[Task requirements] Write out, word for word, the passage of the escape room article below starting with "Escape rooms aren’t" and going on through "can actually measure.".
— START OF Excerpt —
When the Puzzle Is the Training: Designing Escape Rooms as Experiential Learning

Escape rooms aren’t new, and neither is the idea of leveraging them for classrooms or professional development. What is fresh is treating escape rooms not as a trendy wrapper for content but as a deliberate experiential learning method where the puzzles themselves are the training. In our work designing educational escape rooms across sectors — from higher education to corporate L&D — we’ve seen this approach consistently increase engagement, deepen learning, and generate evidence of impact you can actually measure.

From incidental learning to intentional outcomes

Entertainment-focused escape rooms often spark incidental learning: you discover things about teamwork, problem-solving, and yourself (perhaps that your competitive streak surfaces under pressure!). But the core actions—finding a four-digit code, matching it to a red lock, and opening a box—rarely map to explicit learning outcomes.

In educational escape rooms, we flip this: the puzzle mechanics become the skill practice. If your learning goal is conflict management, the “lock” isn’t a keypad; it’s a branching dialogue that requires learners to recognise triggers, practice de-escalation moves, and sequence responses. Solving the puzzle demands that they use conflict strategies—not simply recall a definition. By the time they “unlock” the solution, they’ve rehearsed the target behaviours in context.

This design approach applies across sectors and learning goals, from developing interpersonal skills (e.g. communication, collaboration), specialised knowledge (e.g. software debugging, mathematics, systems workflows), and even compliance competencies (e.g. accessibility). The difference is purposefulness: learners are not doing training and then completing puzzles about it; the puzzles are the training.

Why experiential learning fits (and sticks)

Experiential learning works because people learn by doing. In an educational escape room, learners act, reflect, iterate, and try again—inside a safe, low-risk environment. Combining experiential learning with escape room design has several benefits:

  1. Active practice beats passive exposure. Learners apply concepts to move forward. They don’t just watch a video about negotiation; they try it out, receive feedback / experience the consequence, and adjust.
  2. Contextualised evidence of progress. Experiential escape rooms provide opportunities to make learning observable and measurable in contextualised ways. The first part of that sentence shouldn’t be altogether surprising; there are several unique and interesting metrics we can leverage to assess learning and progress through escape room play. That said, the second part of that sentence is what we find most valuable. Simply assessing completion of a puzzle isn’t as good as being able to observe and measure the development of a skill or map learners on a spectrum of competence and plan for individualised learning pathways that directly tie back to specific learning goals or business objectives.
— END OF Excerpt —
— START OF Provided records —
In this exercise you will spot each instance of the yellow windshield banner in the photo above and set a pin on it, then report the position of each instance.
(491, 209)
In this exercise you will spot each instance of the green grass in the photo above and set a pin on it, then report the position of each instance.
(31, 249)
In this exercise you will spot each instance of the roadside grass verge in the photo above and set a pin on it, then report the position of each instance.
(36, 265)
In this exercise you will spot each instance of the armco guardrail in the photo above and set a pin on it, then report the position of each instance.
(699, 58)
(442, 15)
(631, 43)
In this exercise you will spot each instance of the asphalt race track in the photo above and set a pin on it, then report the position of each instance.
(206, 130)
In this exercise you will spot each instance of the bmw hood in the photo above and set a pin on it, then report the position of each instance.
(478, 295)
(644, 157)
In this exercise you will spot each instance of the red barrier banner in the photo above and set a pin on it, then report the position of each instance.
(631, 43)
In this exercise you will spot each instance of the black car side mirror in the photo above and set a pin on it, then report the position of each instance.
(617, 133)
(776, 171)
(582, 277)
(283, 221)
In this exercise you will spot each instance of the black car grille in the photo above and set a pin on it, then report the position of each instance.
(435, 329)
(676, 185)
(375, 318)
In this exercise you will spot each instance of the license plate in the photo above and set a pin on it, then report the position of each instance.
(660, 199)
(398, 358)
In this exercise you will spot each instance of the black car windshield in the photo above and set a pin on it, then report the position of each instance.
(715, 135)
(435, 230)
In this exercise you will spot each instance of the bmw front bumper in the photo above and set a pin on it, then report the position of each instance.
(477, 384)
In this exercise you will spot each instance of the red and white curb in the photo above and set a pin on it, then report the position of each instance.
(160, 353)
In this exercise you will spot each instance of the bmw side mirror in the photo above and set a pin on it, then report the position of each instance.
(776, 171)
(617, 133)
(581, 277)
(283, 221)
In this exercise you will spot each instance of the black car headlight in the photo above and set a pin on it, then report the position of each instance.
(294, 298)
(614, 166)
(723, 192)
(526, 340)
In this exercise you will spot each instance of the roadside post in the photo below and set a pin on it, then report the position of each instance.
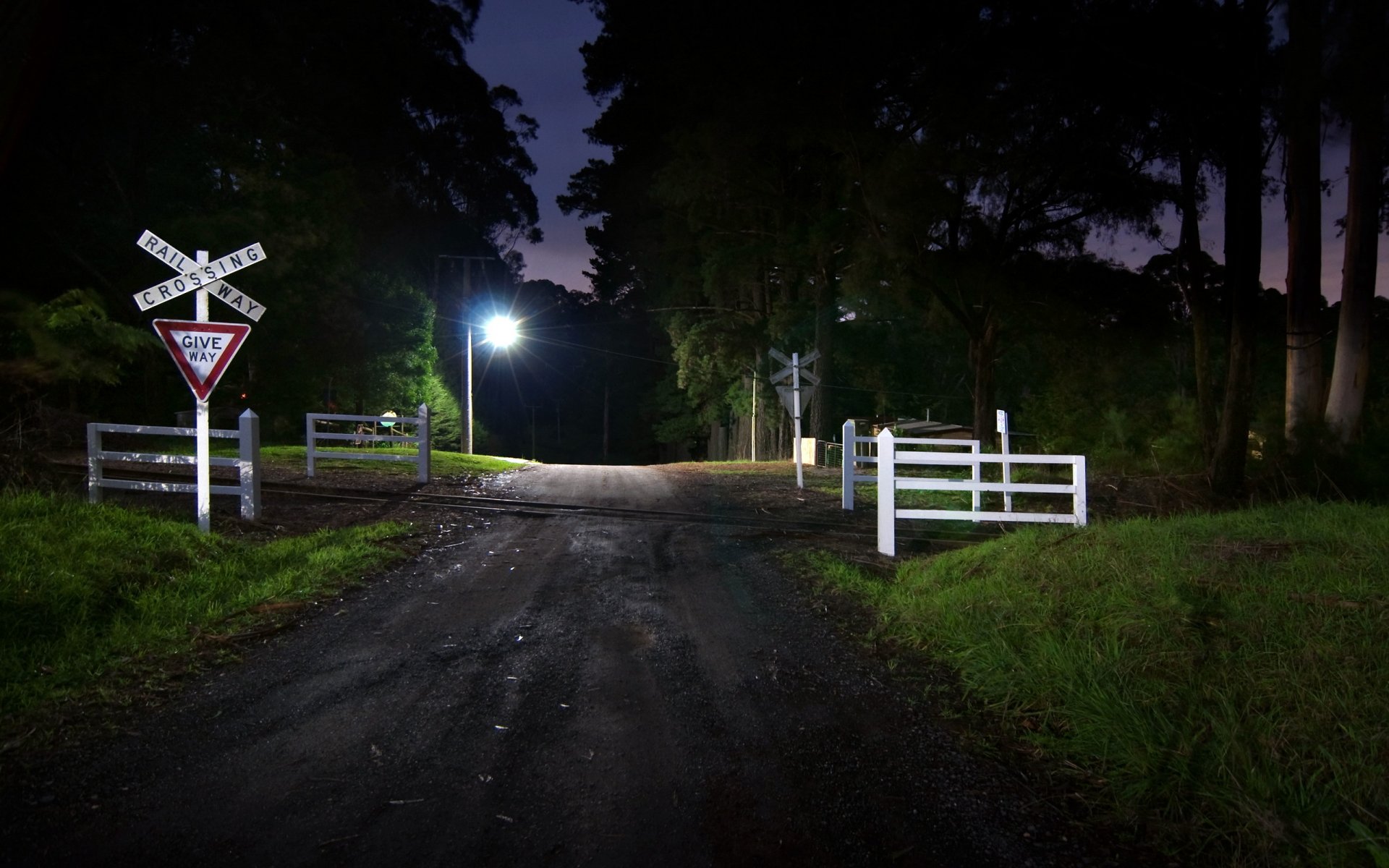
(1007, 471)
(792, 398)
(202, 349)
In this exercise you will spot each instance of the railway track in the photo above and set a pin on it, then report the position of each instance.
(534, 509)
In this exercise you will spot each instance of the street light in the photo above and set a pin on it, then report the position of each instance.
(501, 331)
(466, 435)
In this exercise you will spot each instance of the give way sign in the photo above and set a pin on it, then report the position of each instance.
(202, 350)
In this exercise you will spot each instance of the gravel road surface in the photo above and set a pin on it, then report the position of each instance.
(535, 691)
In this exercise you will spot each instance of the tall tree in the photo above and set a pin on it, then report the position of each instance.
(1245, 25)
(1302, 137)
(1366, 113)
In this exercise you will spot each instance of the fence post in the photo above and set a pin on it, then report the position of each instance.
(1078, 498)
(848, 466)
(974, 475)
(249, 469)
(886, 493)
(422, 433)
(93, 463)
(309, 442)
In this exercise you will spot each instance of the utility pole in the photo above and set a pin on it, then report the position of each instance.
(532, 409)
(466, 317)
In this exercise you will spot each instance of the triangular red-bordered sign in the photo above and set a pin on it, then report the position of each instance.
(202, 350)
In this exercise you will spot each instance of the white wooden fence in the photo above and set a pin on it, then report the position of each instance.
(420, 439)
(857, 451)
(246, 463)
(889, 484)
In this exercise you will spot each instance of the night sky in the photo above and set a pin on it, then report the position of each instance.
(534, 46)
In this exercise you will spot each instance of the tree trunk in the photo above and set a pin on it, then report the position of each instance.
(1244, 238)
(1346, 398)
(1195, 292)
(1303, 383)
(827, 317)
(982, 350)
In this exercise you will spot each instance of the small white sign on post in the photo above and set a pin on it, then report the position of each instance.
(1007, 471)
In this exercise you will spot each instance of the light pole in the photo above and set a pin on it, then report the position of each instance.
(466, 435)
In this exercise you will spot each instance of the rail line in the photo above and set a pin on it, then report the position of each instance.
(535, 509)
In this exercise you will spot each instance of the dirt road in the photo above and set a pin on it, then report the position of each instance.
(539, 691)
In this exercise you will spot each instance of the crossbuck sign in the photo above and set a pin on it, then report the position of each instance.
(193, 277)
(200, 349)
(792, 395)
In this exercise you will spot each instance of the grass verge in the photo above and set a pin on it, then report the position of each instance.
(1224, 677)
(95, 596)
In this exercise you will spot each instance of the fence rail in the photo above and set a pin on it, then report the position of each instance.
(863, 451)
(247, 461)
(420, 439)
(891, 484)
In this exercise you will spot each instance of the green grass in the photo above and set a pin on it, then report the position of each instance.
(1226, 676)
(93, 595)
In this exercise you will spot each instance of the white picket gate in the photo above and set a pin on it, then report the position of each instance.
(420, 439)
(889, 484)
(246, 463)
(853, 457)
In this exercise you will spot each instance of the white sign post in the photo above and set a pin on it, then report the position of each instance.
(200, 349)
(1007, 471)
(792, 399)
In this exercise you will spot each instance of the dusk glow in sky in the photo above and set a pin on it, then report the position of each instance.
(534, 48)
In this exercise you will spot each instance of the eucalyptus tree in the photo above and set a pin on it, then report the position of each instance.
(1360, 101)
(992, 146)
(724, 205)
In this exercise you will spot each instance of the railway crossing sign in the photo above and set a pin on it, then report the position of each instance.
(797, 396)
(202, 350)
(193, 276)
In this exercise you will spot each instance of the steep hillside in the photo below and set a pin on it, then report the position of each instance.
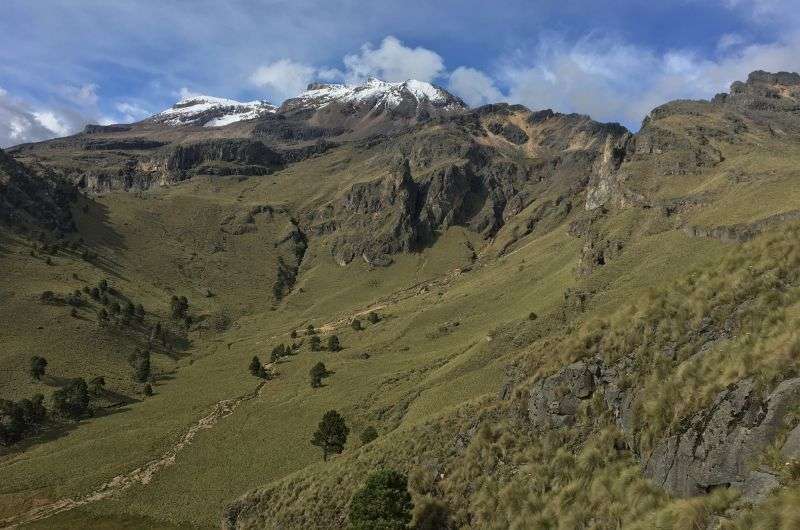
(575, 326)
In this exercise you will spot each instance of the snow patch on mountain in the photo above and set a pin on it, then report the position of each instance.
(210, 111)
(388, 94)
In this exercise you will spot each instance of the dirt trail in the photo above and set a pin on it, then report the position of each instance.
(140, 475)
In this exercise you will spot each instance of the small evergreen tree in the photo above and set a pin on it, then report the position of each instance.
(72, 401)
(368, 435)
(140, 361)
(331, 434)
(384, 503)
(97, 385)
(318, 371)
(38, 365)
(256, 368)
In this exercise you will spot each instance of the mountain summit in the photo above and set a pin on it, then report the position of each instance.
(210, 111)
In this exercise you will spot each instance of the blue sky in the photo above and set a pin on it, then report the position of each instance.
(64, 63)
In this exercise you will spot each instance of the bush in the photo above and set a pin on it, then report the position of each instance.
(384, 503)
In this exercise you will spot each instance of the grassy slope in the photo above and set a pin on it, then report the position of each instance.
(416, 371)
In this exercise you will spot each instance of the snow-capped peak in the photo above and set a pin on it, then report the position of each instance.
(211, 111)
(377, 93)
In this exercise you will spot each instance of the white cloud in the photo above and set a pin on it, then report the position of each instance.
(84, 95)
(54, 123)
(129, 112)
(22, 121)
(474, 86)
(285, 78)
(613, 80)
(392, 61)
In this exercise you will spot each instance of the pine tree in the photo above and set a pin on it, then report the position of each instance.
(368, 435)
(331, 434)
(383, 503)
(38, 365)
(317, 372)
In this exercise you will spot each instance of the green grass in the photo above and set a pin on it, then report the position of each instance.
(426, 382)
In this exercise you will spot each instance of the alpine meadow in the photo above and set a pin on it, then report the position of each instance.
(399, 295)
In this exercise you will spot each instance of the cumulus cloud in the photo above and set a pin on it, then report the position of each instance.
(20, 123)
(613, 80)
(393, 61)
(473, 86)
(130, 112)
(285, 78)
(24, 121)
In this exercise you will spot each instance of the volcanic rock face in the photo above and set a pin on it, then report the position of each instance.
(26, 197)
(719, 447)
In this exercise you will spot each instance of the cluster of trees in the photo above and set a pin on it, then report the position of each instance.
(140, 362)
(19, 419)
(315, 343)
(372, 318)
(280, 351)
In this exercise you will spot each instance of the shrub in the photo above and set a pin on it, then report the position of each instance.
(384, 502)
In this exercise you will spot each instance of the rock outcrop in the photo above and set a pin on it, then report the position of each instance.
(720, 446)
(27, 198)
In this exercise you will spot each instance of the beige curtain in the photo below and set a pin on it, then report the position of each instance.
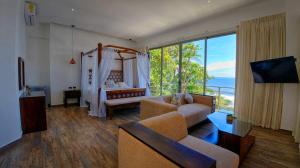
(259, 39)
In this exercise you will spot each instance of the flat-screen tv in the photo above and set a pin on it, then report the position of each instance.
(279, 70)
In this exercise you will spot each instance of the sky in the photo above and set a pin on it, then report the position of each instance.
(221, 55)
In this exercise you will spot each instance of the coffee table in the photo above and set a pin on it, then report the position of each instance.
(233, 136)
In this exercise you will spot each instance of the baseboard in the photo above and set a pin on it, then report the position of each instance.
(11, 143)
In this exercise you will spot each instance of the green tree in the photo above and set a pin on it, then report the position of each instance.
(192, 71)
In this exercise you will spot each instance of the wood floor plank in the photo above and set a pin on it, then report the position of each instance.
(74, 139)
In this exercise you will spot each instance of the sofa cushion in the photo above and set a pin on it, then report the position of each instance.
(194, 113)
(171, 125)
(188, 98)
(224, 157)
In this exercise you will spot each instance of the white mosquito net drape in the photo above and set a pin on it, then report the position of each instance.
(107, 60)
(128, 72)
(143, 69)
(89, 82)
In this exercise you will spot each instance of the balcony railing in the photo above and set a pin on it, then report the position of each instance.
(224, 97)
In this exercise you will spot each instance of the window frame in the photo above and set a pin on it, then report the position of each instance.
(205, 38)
— END OF Provided records —
[Problem solution]
Escape rooms aren’t new, and neither is the idea of leveraging them for classrooms or professional development. What is fresh is treating escape rooms not as a trendy wrapper for content but as a deliberate experiential learning method where the puzzles themselves are the training. In our work designing educational escape rooms across sectors — from higher education to corporate L&D — we’ve seen this approach consistently increase engagement, deepen learning, and generate evidence of impact you can actually measure.